_AIM OF THE EXERCISE_
Among the entries below, find all lines that include "then" and copy them.

++++ RECORDS FOR THIS TASK

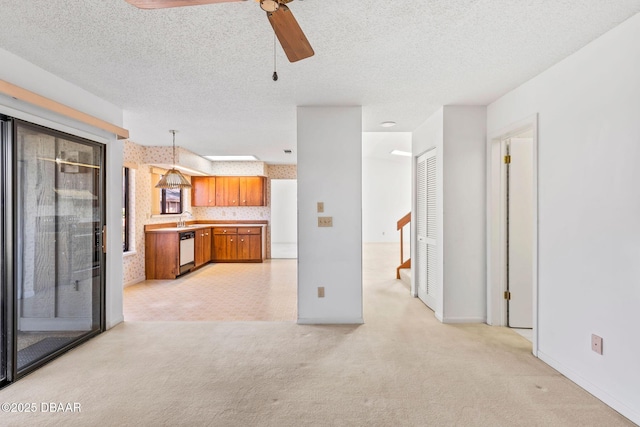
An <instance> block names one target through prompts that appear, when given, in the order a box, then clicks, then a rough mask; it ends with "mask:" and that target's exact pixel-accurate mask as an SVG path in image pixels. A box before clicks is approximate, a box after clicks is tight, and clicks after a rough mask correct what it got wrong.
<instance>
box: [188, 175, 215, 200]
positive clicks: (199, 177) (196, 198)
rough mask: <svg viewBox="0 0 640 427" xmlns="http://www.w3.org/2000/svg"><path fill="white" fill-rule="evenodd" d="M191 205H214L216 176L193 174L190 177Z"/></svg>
mask: <svg viewBox="0 0 640 427" xmlns="http://www.w3.org/2000/svg"><path fill="white" fill-rule="evenodd" d="M191 186H192V188H191V206H215V205H216V177H215V176H194V177H192V178H191Z"/></svg>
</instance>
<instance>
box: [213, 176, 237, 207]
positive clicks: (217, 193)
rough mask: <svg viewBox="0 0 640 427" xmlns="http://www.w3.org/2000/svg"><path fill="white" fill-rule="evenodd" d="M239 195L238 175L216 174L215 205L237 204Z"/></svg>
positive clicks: (226, 205)
mask: <svg viewBox="0 0 640 427" xmlns="http://www.w3.org/2000/svg"><path fill="white" fill-rule="evenodd" d="M239 197H240V177H239V176H216V205H218V206H239V205H240V203H239V202H238V199H239Z"/></svg>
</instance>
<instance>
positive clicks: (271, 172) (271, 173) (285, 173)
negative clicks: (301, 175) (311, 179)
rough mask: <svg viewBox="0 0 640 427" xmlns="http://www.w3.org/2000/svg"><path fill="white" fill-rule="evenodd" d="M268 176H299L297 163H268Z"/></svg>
mask: <svg viewBox="0 0 640 427" xmlns="http://www.w3.org/2000/svg"><path fill="white" fill-rule="evenodd" d="M267 176H268V177H269V178H271V179H296V178H298V166H297V165H267Z"/></svg>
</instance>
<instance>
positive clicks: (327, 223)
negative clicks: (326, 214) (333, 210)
mask: <svg viewBox="0 0 640 427" xmlns="http://www.w3.org/2000/svg"><path fill="white" fill-rule="evenodd" d="M318 227H333V217H332V216H319V217H318Z"/></svg>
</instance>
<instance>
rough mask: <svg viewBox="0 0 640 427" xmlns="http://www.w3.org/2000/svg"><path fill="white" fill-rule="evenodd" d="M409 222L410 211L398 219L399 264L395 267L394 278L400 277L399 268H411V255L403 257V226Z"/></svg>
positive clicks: (400, 268)
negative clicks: (397, 267) (398, 240)
mask: <svg viewBox="0 0 640 427" xmlns="http://www.w3.org/2000/svg"><path fill="white" fill-rule="evenodd" d="M410 222H411V212H409V213H408V214H406V215H405V216H403V217H402V218H400V219H399V220H398V230H399V231H400V266H398V268H396V279H399V278H400V269H401V268H411V257H409V258H408V259H407V260H406V261H405V259H404V233H403V231H404V227H405V225H407V224H409V223H410Z"/></svg>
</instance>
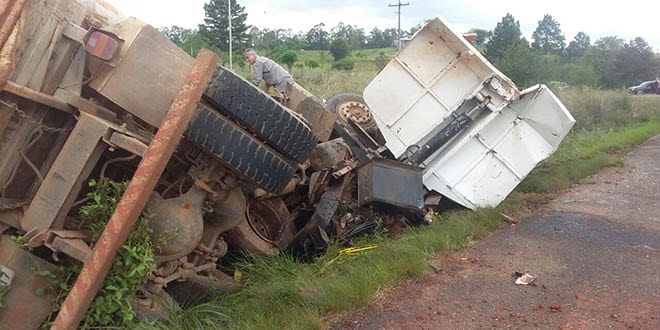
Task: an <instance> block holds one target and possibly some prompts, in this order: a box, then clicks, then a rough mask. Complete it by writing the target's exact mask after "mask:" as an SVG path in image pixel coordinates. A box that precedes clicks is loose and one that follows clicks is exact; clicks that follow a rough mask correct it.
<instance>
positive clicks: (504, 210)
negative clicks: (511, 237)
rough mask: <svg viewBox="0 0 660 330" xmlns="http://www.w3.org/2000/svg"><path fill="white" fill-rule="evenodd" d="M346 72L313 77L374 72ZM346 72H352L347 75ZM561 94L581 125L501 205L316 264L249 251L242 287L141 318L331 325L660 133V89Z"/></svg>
mask: <svg viewBox="0 0 660 330" xmlns="http://www.w3.org/2000/svg"><path fill="white" fill-rule="evenodd" d="M324 74H326V75H327V76H324ZM341 74H344V73H341ZM341 74H339V75H337V73H323V71H320V73H315V75H318V77H316V78H314V79H319V80H321V81H324V80H323V79H327V80H326V81H327V82H333V83H334V84H336V85H335V86H334V88H340V87H341V88H340V90H351V89H355V90H360V84H362V83H363V82H362V80H360V79H362V78H361V77H363V78H364V79H367V78H366V77H367V76H368V75H369V74H373V72H371V73H369V72H352V73H350V72H349V73H345V74H346V75H345V76H342V75H341ZM362 75H364V76H362ZM348 78H354V79H353V80H352V81H351V82H350V83H347V82H346V81H347V79H348ZM310 79H311V78H310ZM332 79H336V80H332ZM318 85H323V84H318ZM318 88H319V90H321V87H318ZM323 88H325V87H323ZM327 90H331V89H330V88H328V89H327ZM323 92H324V90H321V94H320V95H323V94H322V93H323ZM580 95H582V96H583V98H582V97H580ZM560 96H561V97H562V99H563V100H564V102H565V104H566V105H567V107H568V108H569V109H570V110H571V112H572V113H573V114H574V115H575V117H576V118H577V119H578V123H579V124H578V125H576V127H575V129H574V130H573V132H572V133H571V134H570V135H569V136H568V137H567V139H566V140H565V142H564V143H563V144H562V145H561V146H560V147H559V150H558V151H557V152H556V153H555V154H554V155H553V156H552V157H551V158H549V159H548V160H547V161H546V162H544V163H543V164H542V165H541V166H540V167H539V168H537V169H536V170H535V171H533V172H532V174H531V175H530V176H529V177H528V178H527V180H525V181H524V182H523V183H522V184H521V185H520V186H519V187H518V189H517V191H518V192H519V193H517V194H516V196H515V197H514V198H509V199H507V200H506V201H505V202H504V203H502V204H501V205H500V206H498V207H497V208H492V209H480V210H476V211H452V212H447V213H443V214H442V215H441V216H439V217H438V218H436V221H435V222H434V223H433V224H431V225H429V226H423V227H417V228H409V229H407V230H406V231H405V232H404V233H403V234H402V235H400V236H398V237H397V238H394V239H391V238H386V237H383V236H380V235H374V236H369V237H364V238H362V239H360V240H359V241H357V242H354V246H367V245H377V246H378V249H376V250H372V251H369V252H364V253H362V254H359V255H355V256H345V255H340V254H339V249H340V247H339V246H338V245H335V246H332V247H331V248H330V249H329V250H328V251H327V252H326V253H325V254H323V255H322V256H320V257H318V258H317V259H315V260H314V261H313V262H310V263H302V262H299V261H297V260H295V259H294V258H293V257H291V256H288V255H282V256H278V257H274V258H260V257H247V256H246V257H244V258H242V259H241V260H240V261H239V262H238V263H237V264H236V267H237V269H239V270H240V271H241V272H242V274H243V284H244V289H242V290H241V291H240V292H238V293H235V294H231V295H224V296H223V295H218V296H217V297H216V298H215V299H214V300H213V301H211V302H208V303H206V304H202V305H199V306H196V307H193V308H190V309H186V310H184V311H173V317H172V319H171V320H170V321H168V322H167V323H159V324H143V325H142V328H159V329H191V328H195V329H214V328H218V327H221V328H229V329H273V328H285V329H318V328H324V327H325V326H326V325H325V320H327V319H328V318H329V317H331V316H332V315H334V314H336V313H338V312H342V311H346V310H350V309H354V308H360V307H364V306H366V305H368V304H369V302H370V301H372V300H373V299H374V297H377V296H378V295H379V294H380V293H381V292H382V291H383V290H384V289H386V288H387V287H389V286H392V285H395V284H397V283H399V282H400V281H402V280H405V279H410V278H414V277H417V276H421V275H423V274H425V273H426V272H428V271H429V270H430V265H429V259H430V256H432V255H434V254H435V253H438V252H439V251H443V250H457V249H462V248H464V247H465V246H466V244H468V243H469V242H471V241H473V240H478V239H480V238H483V237H484V236H486V235H488V234H489V233H490V232H492V231H493V230H495V229H496V228H498V227H499V226H500V225H501V224H502V220H501V216H500V215H499V213H500V212H505V213H508V214H513V215H516V214H517V212H519V210H521V209H523V207H524V206H525V205H524V204H522V203H523V202H524V199H525V197H524V196H525V194H524V193H527V192H533V193H550V192H558V191H561V190H562V189H565V188H566V187H568V186H570V185H571V184H574V183H577V182H579V181H580V180H581V179H583V178H585V177H588V176H589V175H591V174H593V173H595V172H597V171H598V170H600V169H602V168H603V167H607V166H613V165H618V164H621V163H622V160H623V156H624V154H625V152H626V151H627V150H629V149H630V148H631V147H633V146H635V145H638V144H640V143H642V142H643V141H645V140H647V139H648V138H650V137H652V136H654V135H656V134H659V133H660V98H658V97H655V98H653V97H649V98H638V97H631V96H628V95H625V94H624V93H622V92H618V91H598V90H590V89H583V90H573V91H564V92H562V93H561V95H560ZM521 196H522V197H521Z"/></svg>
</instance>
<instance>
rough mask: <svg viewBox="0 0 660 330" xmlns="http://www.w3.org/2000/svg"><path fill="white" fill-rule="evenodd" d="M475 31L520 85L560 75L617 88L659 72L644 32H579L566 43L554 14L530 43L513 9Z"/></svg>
mask: <svg viewBox="0 0 660 330" xmlns="http://www.w3.org/2000/svg"><path fill="white" fill-rule="evenodd" d="M472 32H474V33H476V34H477V36H478V38H477V41H476V46H477V47H478V48H479V50H480V51H481V52H483V53H484V55H485V56H486V57H487V58H488V60H490V61H491V62H493V63H494V64H495V66H497V67H498V68H499V69H500V70H502V71H503V72H504V73H506V74H507V75H508V76H509V77H510V78H511V79H513V80H514V81H515V82H516V83H517V84H518V85H521V86H528V85H530V84H531V83H534V82H550V81H562V82H566V83H568V84H569V85H587V86H594V87H604V88H619V87H624V86H630V85H633V84H637V83H639V82H642V81H645V80H652V79H655V78H656V77H658V76H660V57H659V55H658V54H656V53H654V51H653V48H652V47H651V46H650V45H649V44H648V43H647V42H646V40H644V39H643V38H641V37H636V38H634V39H632V40H629V41H626V40H624V39H622V38H619V37H616V36H607V37H602V38H599V39H598V40H596V41H595V42H594V43H593V44H592V42H591V38H590V37H589V35H587V34H586V33H585V32H578V33H577V34H576V35H575V36H574V37H573V40H571V41H570V42H569V43H568V45H567V44H566V37H565V36H564V34H563V33H562V31H561V28H560V24H559V22H557V21H556V20H555V19H554V18H553V17H552V15H550V14H546V15H545V16H544V17H543V19H541V20H540V21H539V22H538V26H537V28H536V30H535V31H534V33H533V34H532V42H531V44H530V43H529V42H528V41H527V40H526V38H524V37H523V36H522V32H521V31H520V22H519V21H517V20H516V19H515V18H514V17H513V15H511V14H507V15H506V16H504V17H503V18H502V20H501V21H500V22H499V23H497V26H496V27H495V28H494V29H493V30H492V31H485V30H473V31H472Z"/></svg>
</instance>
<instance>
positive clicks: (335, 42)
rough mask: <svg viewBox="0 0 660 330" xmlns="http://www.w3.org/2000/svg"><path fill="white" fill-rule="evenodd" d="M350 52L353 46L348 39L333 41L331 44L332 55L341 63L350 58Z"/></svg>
mask: <svg viewBox="0 0 660 330" xmlns="http://www.w3.org/2000/svg"><path fill="white" fill-rule="evenodd" d="M350 52H351V45H350V44H349V43H348V41H347V40H346V39H344V38H342V37H339V38H335V39H334V40H332V43H331V44H330V53H331V54H332V56H333V57H334V58H335V61H339V60H341V59H342V58H344V57H346V56H348V53H350Z"/></svg>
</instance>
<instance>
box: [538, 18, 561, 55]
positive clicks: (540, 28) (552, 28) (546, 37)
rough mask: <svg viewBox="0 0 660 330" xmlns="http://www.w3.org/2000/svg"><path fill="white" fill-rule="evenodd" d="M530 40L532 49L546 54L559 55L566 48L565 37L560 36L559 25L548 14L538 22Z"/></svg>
mask: <svg viewBox="0 0 660 330" xmlns="http://www.w3.org/2000/svg"><path fill="white" fill-rule="evenodd" d="M532 39H534V42H532V47H533V48H534V49H536V50H541V51H542V52H544V53H546V54H548V53H554V54H559V53H561V51H562V50H563V49H564V46H566V42H565V41H566V37H564V35H563V34H562V32H561V29H560V28H559V23H558V22H557V21H555V19H554V18H552V15H550V14H545V16H543V19H542V20H540V21H539V25H538V26H537V27H536V30H535V31H534V34H532Z"/></svg>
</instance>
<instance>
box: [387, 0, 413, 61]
mask: <svg viewBox="0 0 660 330" xmlns="http://www.w3.org/2000/svg"><path fill="white" fill-rule="evenodd" d="M397 1H398V3H397V4H395V5H392V4H390V5H388V7H398V8H397V16H398V17H399V25H398V28H397V31H398V39H399V50H401V7H405V6H410V3H408V2H406V3H401V0H397Z"/></svg>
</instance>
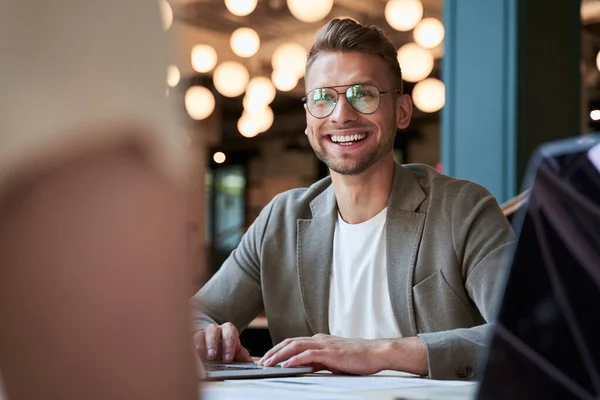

++++++++

_RESULT OF THE TASK_
An <instance> block names one target through prompts that appear, when given, in the order a box, then clicks, then a rough mask; it ends with "mask:" and that target's exact pixel-accurate mask as an SVG path in image pixels. A box before clicks is approximate, a box after clicks is tight, and clicks after a rough mask correct what it got wrong.
Task: an <instance> block holds one target and possibly some prompts, in this order: a box, then clicks, then a rough mask. Complete it by writing the target's exact mask after "mask:" as an SVG path in image pixel coordinates. A box that precedes clicks is loose and one that follows clicks is exact; clicks that follow a rough mask correct it.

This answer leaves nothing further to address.